What to produce =>
Recast the items, starting at the line that has "Return an outline for every instance of the wooden" and running through the last of the items, as a two-column CSV with the headers "prompt" and "response", one row per item. Put each item's text and its answer into one quoted field each, with line breaks changed to spaces.

Collected data entries
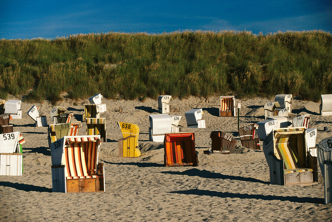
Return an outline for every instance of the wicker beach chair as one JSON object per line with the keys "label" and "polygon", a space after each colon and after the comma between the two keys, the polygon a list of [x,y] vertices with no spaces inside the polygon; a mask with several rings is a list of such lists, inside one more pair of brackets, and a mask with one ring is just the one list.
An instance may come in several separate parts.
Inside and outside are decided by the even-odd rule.
{"label": "wicker beach chair", "polygon": [[260,150],[259,138],[255,138],[255,133],[258,128],[257,124],[252,124],[241,127],[239,130],[239,135],[242,146],[250,150]]}
{"label": "wicker beach chair", "polygon": [[172,96],[164,95],[158,97],[158,112],[164,114],[171,112],[171,106],[169,101],[172,98]]}
{"label": "wicker beach chair", "polygon": [[62,106],[57,106],[51,110],[49,112],[49,116],[51,117],[51,119],[53,121],[54,124],[61,123],[58,123],[57,121],[57,116],[59,114],[63,114],[65,112],[68,111],[66,108]]}
{"label": "wicker beach chair", "polygon": [[276,109],[276,111],[279,111],[287,108],[289,112],[291,112],[291,104],[293,101],[292,95],[289,94],[280,94],[276,95],[274,98],[274,101],[278,102],[280,107]]}
{"label": "wicker beach chair", "polygon": [[103,142],[106,141],[105,118],[87,118],[86,135],[100,135]]}
{"label": "wicker beach chair", "polygon": [[[63,126],[63,127],[65,128],[68,123],[57,123],[56,124],[51,124],[49,125],[47,129],[48,136],[47,137],[47,140],[48,141],[49,147],[50,148],[51,144],[52,143],[62,138],[62,137],[57,137],[56,133],[55,132],[55,127],[58,125],[60,126],[62,125]],[[82,123],[79,122],[71,122],[70,123],[70,127],[68,136],[77,136],[78,135],[78,131],[79,128],[82,127]],[[58,135],[59,135],[58,133]],[[67,136],[67,135],[65,135],[65,136]],[[64,136],[64,135],[63,136]]]}
{"label": "wicker beach chair", "polygon": [[319,111],[322,116],[332,115],[332,94],[320,95]]}
{"label": "wicker beach chair", "polygon": [[229,154],[236,144],[236,140],[221,131],[212,131],[210,138],[212,141],[211,151],[214,154]]}
{"label": "wicker beach chair", "polygon": [[187,126],[192,128],[205,128],[205,120],[202,119],[202,109],[193,109],[185,113]]}
{"label": "wicker beach chair", "polygon": [[4,126],[9,125],[9,120],[10,120],[10,114],[2,114],[0,115],[0,131],[3,132],[3,127]]}
{"label": "wicker beach chair", "polygon": [[234,96],[220,97],[220,116],[235,116],[235,98]]}
{"label": "wicker beach chair", "polygon": [[123,138],[119,139],[119,157],[138,157],[141,155],[138,149],[139,128],[134,123],[118,122]]}
{"label": "wicker beach chair", "polygon": [[165,134],[172,132],[172,118],[168,114],[149,115],[149,139],[154,142],[162,142]]}
{"label": "wicker beach chair", "polygon": [[170,115],[172,119],[172,132],[179,133],[182,131],[182,128],[179,126],[182,116]]}
{"label": "wicker beach chair", "polygon": [[164,140],[165,166],[198,166],[193,132],[166,133]]}
{"label": "wicker beach chair", "polygon": [[65,136],[51,145],[53,192],[105,191],[104,165],[98,164],[99,135]]}
{"label": "wicker beach chair", "polygon": [[317,158],[307,151],[304,127],[274,129],[263,142],[272,184],[318,182]]}
{"label": "wicker beach chair", "polygon": [[0,175],[22,175],[22,145],[25,142],[19,131],[0,134]]}
{"label": "wicker beach chair", "polygon": [[28,112],[28,115],[31,118],[36,122],[37,127],[47,126],[47,120],[46,116],[39,115],[38,110],[39,107],[34,105]]}
{"label": "wicker beach chair", "polygon": [[332,137],[322,140],[317,146],[319,167],[324,178],[325,204],[332,203]]}
{"label": "wicker beach chair", "polygon": [[71,122],[73,112],[69,113],[62,113],[56,116],[56,122],[58,123],[65,123]]}
{"label": "wicker beach chair", "polygon": [[5,113],[10,114],[13,119],[22,119],[21,100],[8,100],[5,102]]}

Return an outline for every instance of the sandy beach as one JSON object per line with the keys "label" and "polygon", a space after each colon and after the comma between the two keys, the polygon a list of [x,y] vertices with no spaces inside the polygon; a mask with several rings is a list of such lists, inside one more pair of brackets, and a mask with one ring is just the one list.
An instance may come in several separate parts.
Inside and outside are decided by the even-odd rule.
{"label": "sandy beach", "polygon": [[[10,96],[7,99],[15,99]],[[16,98],[16,99],[17,99]],[[240,127],[264,119],[263,106],[273,99],[256,97],[240,102]],[[221,130],[236,139],[236,117],[219,117],[220,97],[190,97],[171,101],[182,115],[183,131],[194,131],[199,166],[164,166],[162,143],[149,141],[148,115],[157,114],[158,102],[150,98],[138,100],[107,100],[106,118],[107,140],[102,143],[99,161],[104,163],[106,192],[52,192],[50,153],[47,127],[36,127],[27,112],[33,105],[40,107],[41,115],[49,115],[54,106],[23,102],[22,119],[13,119],[14,131],[20,131],[23,145],[23,175],[0,176],[0,220],[25,221],[331,221],[332,205],[324,204],[324,185],[281,186],[269,184],[269,167],[262,151],[248,149],[242,154],[208,155],[203,151],[211,147],[211,131]],[[83,104],[88,100],[64,99],[59,106],[68,107],[77,120],[81,120]],[[121,107],[122,112],[115,112]],[[203,108],[205,129],[188,128],[184,113]],[[332,132],[332,116],[319,115],[319,103],[293,99],[291,118],[311,115],[310,128],[317,128],[316,144]],[[118,121],[139,127],[139,148],[136,158],[118,157],[118,140],[122,134]],[[85,135],[86,124],[79,135]],[[262,144],[261,142],[261,144]],[[321,177],[319,167],[319,177]]]}

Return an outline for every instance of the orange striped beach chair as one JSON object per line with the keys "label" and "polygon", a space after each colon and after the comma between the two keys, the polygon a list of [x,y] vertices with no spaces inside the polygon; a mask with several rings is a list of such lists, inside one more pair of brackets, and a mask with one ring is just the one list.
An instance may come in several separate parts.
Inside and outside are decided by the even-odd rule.
{"label": "orange striped beach chair", "polygon": [[194,133],[166,134],[164,147],[165,166],[198,166]]}
{"label": "orange striped beach chair", "polygon": [[98,163],[100,136],[65,136],[51,145],[54,192],[105,191],[103,164]]}
{"label": "orange striped beach chair", "polygon": [[275,129],[264,140],[263,151],[271,184],[318,182],[317,158],[307,150],[308,130],[304,127]]}
{"label": "orange striped beach chair", "polygon": [[235,116],[235,97],[234,96],[220,97],[220,116]]}

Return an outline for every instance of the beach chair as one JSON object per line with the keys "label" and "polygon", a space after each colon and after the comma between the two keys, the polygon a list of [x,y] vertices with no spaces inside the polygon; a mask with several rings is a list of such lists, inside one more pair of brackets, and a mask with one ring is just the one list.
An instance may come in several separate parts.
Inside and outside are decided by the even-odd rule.
{"label": "beach chair", "polygon": [[4,99],[0,99],[0,114],[4,114],[5,113],[5,102]]}
{"label": "beach chair", "polygon": [[205,120],[202,119],[202,109],[193,109],[185,113],[187,126],[192,128],[205,128]]}
{"label": "beach chair", "polygon": [[51,110],[49,112],[49,116],[51,117],[51,119],[53,121],[54,124],[60,123],[57,122],[57,116],[59,114],[63,114],[65,112],[68,111],[66,108],[62,106],[57,106]]}
{"label": "beach chair", "polygon": [[332,115],[332,94],[320,95],[319,112],[322,116]]}
{"label": "beach chair", "polygon": [[119,139],[119,157],[138,157],[141,155],[138,149],[139,128],[134,123],[118,122],[118,125],[123,138]]}
{"label": "beach chair", "polygon": [[164,114],[171,112],[171,106],[169,101],[172,96],[164,95],[158,97],[158,112]]}
{"label": "beach chair", "polygon": [[220,97],[220,116],[235,116],[235,98],[234,96]]}
{"label": "beach chair", "polygon": [[280,107],[277,108],[277,111],[285,108],[287,108],[289,112],[291,112],[291,104],[293,101],[292,95],[289,94],[280,94],[276,95],[274,98],[274,101],[278,102]]}
{"label": "beach chair", "polygon": [[36,122],[36,126],[47,126],[47,120],[46,116],[39,115],[38,110],[39,107],[34,105],[28,112],[28,115]]}
{"label": "beach chair", "polygon": [[149,115],[149,139],[150,141],[162,142],[165,134],[172,132],[172,118],[168,114]]}
{"label": "beach chair", "polygon": [[4,128],[9,125],[10,119],[10,114],[2,114],[0,115],[0,130],[1,132],[4,131]]}
{"label": "beach chair", "polygon": [[5,102],[5,113],[10,114],[13,119],[22,119],[21,100],[8,100]]}
{"label": "beach chair", "polygon": [[305,131],[307,151],[313,157],[317,157],[317,148],[316,146],[316,138],[317,136],[317,129],[306,129]]}
{"label": "beach chair", "polygon": [[241,127],[239,130],[239,135],[242,146],[250,150],[260,150],[259,138],[255,138],[255,133],[258,128],[257,124],[252,124]]}
{"label": "beach chair", "polygon": [[272,184],[318,182],[317,158],[307,152],[303,127],[275,129],[263,142]]}
{"label": "beach chair", "polygon": [[307,129],[309,124],[310,114],[307,114],[297,116],[291,120],[292,127],[299,127],[304,126]]}
{"label": "beach chair", "polygon": [[257,135],[260,140],[264,140],[274,129],[288,127],[291,125],[288,121],[288,118],[285,117],[274,116],[268,116],[267,118],[267,119],[266,120],[257,123],[258,126]]}
{"label": "beach chair", "polygon": [[105,191],[104,165],[98,164],[100,135],[65,136],[51,145],[53,192]]}
{"label": "beach chair", "polygon": [[324,179],[325,203],[332,203],[332,137],[322,140],[317,146],[319,167]]}
{"label": "beach chair", "polygon": [[266,118],[268,116],[276,116],[277,113],[276,109],[280,107],[280,105],[279,105],[279,103],[278,102],[269,102],[265,103],[265,104],[264,105],[265,119],[266,119]]}
{"label": "beach chair", "polygon": [[25,142],[19,131],[0,134],[0,175],[22,175],[22,145]]}
{"label": "beach chair", "polygon": [[165,166],[198,166],[193,132],[165,134],[164,149]]}
{"label": "beach chair", "polygon": [[182,128],[179,126],[179,124],[181,120],[182,116],[178,115],[170,115],[172,119],[172,132],[179,133],[182,131]]}
{"label": "beach chair", "polygon": [[70,123],[71,122],[71,117],[73,115],[73,112],[58,114],[56,116],[56,122],[58,123]]}
{"label": "beach chair", "polygon": [[231,153],[236,145],[236,140],[221,131],[213,131],[210,135],[213,153],[228,154]]}
{"label": "beach chair", "polygon": [[101,104],[102,99],[103,97],[100,93],[98,93],[89,98],[89,101],[91,104]]}
{"label": "beach chair", "polygon": [[100,135],[103,141],[106,141],[105,118],[87,118],[86,135]]}
{"label": "beach chair", "polygon": [[[57,136],[57,133],[56,132],[55,130],[56,126],[58,125],[60,126],[59,127],[57,127],[57,128],[58,129],[58,130],[60,128],[61,129],[60,129],[60,130],[61,130],[61,129],[61,129],[61,128],[66,128],[68,124],[69,123],[57,123],[56,124],[49,124],[47,129],[48,135],[47,137],[47,140],[48,141],[49,147],[50,148],[51,144],[52,143],[53,143],[58,140],[62,138],[62,137],[58,137]],[[60,136],[60,135],[63,135],[63,136],[75,136],[78,135],[78,131],[80,128],[82,127],[82,123],[81,122],[71,122],[70,124],[70,128],[67,132],[68,134],[67,135],[64,135],[65,132],[63,131],[62,132],[62,133],[58,132],[57,134],[59,136]]]}

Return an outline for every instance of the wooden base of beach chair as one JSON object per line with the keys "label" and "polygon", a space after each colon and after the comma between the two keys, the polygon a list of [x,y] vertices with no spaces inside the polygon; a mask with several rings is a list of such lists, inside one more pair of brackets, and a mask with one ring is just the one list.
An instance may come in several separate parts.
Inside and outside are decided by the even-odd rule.
{"label": "wooden base of beach chair", "polygon": [[[103,178],[100,177],[67,179],[67,193],[103,192]],[[102,181],[100,181],[101,180]]]}
{"label": "wooden base of beach chair", "polygon": [[285,185],[301,184],[313,182],[313,172],[306,171],[285,174]]}
{"label": "wooden base of beach chair", "polygon": [[232,111],[220,111],[220,116],[235,116]]}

Reply =>
prompt,response
"Return an outline for every instance of the wooden base of beach chair as one JSON object per line with the keys ""label"" and ""polygon"", a space after each colon and after the comma between the two keys, the polygon a list of [x,y] vertices with no spaces inside the polygon; a mask with several rings is a list of such lists, inside one more pair of brackets, and a mask with one ring is just the one list. An instance may come in several separate parts. Inside and outside are decided by the even-odd rule.","{""label"": ""wooden base of beach chair"", ""polygon"": [[[103,178],[100,177],[67,179],[67,193],[103,192]],[[102,181],[100,181],[101,180]]]} {""label"": ""wooden base of beach chair"", ""polygon"": [[285,185],[301,184],[313,182],[313,172],[306,171],[285,174]]} {""label"": ""wooden base of beach chair"", ""polygon"": [[232,111],[220,111],[220,116],[235,116]]}"